Task data

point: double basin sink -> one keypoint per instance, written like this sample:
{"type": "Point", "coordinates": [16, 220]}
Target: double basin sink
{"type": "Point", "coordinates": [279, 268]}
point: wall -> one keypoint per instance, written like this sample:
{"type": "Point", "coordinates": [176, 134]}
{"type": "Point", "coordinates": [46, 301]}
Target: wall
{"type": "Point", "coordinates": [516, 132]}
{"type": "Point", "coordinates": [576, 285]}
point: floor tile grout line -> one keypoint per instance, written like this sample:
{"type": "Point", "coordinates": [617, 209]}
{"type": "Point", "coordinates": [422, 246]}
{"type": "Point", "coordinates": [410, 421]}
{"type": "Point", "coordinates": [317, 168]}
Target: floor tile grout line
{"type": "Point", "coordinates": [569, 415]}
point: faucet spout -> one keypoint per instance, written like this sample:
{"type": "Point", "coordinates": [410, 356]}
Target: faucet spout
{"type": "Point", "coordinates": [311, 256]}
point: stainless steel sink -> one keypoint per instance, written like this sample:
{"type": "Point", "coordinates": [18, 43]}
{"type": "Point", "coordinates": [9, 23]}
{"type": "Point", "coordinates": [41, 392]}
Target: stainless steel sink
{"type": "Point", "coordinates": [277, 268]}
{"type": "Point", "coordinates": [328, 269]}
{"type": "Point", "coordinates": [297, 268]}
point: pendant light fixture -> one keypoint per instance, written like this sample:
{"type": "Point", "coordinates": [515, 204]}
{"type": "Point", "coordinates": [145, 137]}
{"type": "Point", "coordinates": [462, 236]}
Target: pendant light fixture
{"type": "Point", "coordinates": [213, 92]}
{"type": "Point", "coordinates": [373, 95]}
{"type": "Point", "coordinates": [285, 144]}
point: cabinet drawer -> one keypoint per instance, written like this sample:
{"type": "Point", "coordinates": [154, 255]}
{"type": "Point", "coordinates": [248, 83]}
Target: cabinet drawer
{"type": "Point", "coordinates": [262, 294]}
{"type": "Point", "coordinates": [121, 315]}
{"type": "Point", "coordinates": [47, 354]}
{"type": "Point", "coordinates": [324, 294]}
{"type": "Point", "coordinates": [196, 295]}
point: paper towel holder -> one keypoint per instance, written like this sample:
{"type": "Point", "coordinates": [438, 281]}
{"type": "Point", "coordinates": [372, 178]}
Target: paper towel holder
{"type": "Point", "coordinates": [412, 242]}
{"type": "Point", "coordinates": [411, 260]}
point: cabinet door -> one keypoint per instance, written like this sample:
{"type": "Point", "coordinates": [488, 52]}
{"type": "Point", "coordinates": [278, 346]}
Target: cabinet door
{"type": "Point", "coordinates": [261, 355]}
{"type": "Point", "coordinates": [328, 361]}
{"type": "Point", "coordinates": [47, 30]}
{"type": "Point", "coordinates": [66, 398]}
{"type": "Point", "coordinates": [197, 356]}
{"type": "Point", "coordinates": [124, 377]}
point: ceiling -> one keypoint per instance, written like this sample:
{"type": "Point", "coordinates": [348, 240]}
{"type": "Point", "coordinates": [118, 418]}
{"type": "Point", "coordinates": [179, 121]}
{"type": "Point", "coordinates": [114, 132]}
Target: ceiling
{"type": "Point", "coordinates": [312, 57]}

Your task
Print the material in full, exactly as written.

Response below
point: double basin sink -> one keypoint per instance, written like this sample:
{"type": "Point", "coordinates": [16, 220]}
Target: double basin sink
{"type": "Point", "coordinates": [279, 268]}
point: wall -> one keypoint per instance, written like this sample:
{"type": "Point", "coordinates": [176, 134]}
{"type": "Point", "coordinates": [46, 301]}
Target: wall
{"type": "Point", "coordinates": [516, 132]}
{"type": "Point", "coordinates": [576, 285]}
point: floor tile grout line -> one keypoint per instance, written like this sample:
{"type": "Point", "coordinates": [617, 209]}
{"type": "Point", "coordinates": [422, 246]}
{"type": "Point", "coordinates": [410, 421]}
{"type": "Point", "coordinates": [317, 168]}
Target: floor tile grout line
{"type": "Point", "coordinates": [569, 415]}
point: faucet spout -> one keypoint per instance, written like this sample:
{"type": "Point", "coordinates": [410, 356]}
Target: faucet spout
{"type": "Point", "coordinates": [311, 256]}
point: stainless steel sink -> one keypoint per instance, written like this sample:
{"type": "Point", "coordinates": [18, 43]}
{"type": "Point", "coordinates": [9, 23]}
{"type": "Point", "coordinates": [41, 392]}
Target: stainless steel sink
{"type": "Point", "coordinates": [277, 268]}
{"type": "Point", "coordinates": [328, 269]}
{"type": "Point", "coordinates": [297, 268]}
point: pendant light fixture -> one keypoint per instance, written like this sample:
{"type": "Point", "coordinates": [515, 204]}
{"type": "Point", "coordinates": [145, 137]}
{"type": "Point", "coordinates": [462, 236]}
Target: pendant light fixture
{"type": "Point", "coordinates": [213, 92]}
{"type": "Point", "coordinates": [373, 95]}
{"type": "Point", "coordinates": [285, 144]}
point: cabinet drawer -> one keypoint per instance, written like this sample:
{"type": "Point", "coordinates": [154, 255]}
{"type": "Point", "coordinates": [248, 83]}
Target: cabinet drawer
{"type": "Point", "coordinates": [262, 294]}
{"type": "Point", "coordinates": [121, 315]}
{"type": "Point", "coordinates": [47, 354]}
{"type": "Point", "coordinates": [324, 294]}
{"type": "Point", "coordinates": [196, 295]}
point: paper towel holder -> one keypoint per instance, written like this sample:
{"type": "Point", "coordinates": [438, 281]}
{"type": "Point", "coordinates": [372, 178]}
Target: paper towel holder
{"type": "Point", "coordinates": [412, 242]}
{"type": "Point", "coordinates": [411, 260]}
point: cabinet door -> one keypoint per instance, written like this sample:
{"type": "Point", "coordinates": [488, 52]}
{"type": "Point", "coordinates": [278, 346]}
Target: cabinet door
{"type": "Point", "coordinates": [261, 355]}
{"type": "Point", "coordinates": [328, 361]}
{"type": "Point", "coordinates": [47, 30]}
{"type": "Point", "coordinates": [66, 398]}
{"type": "Point", "coordinates": [197, 356]}
{"type": "Point", "coordinates": [124, 377]}
point: ceiling -> one keypoint per instance, written like this sample:
{"type": "Point", "coordinates": [348, 240]}
{"type": "Point", "coordinates": [118, 418]}
{"type": "Point", "coordinates": [179, 121]}
{"type": "Point", "coordinates": [114, 132]}
Target: ceiling
{"type": "Point", "coordinates": [312, 57]}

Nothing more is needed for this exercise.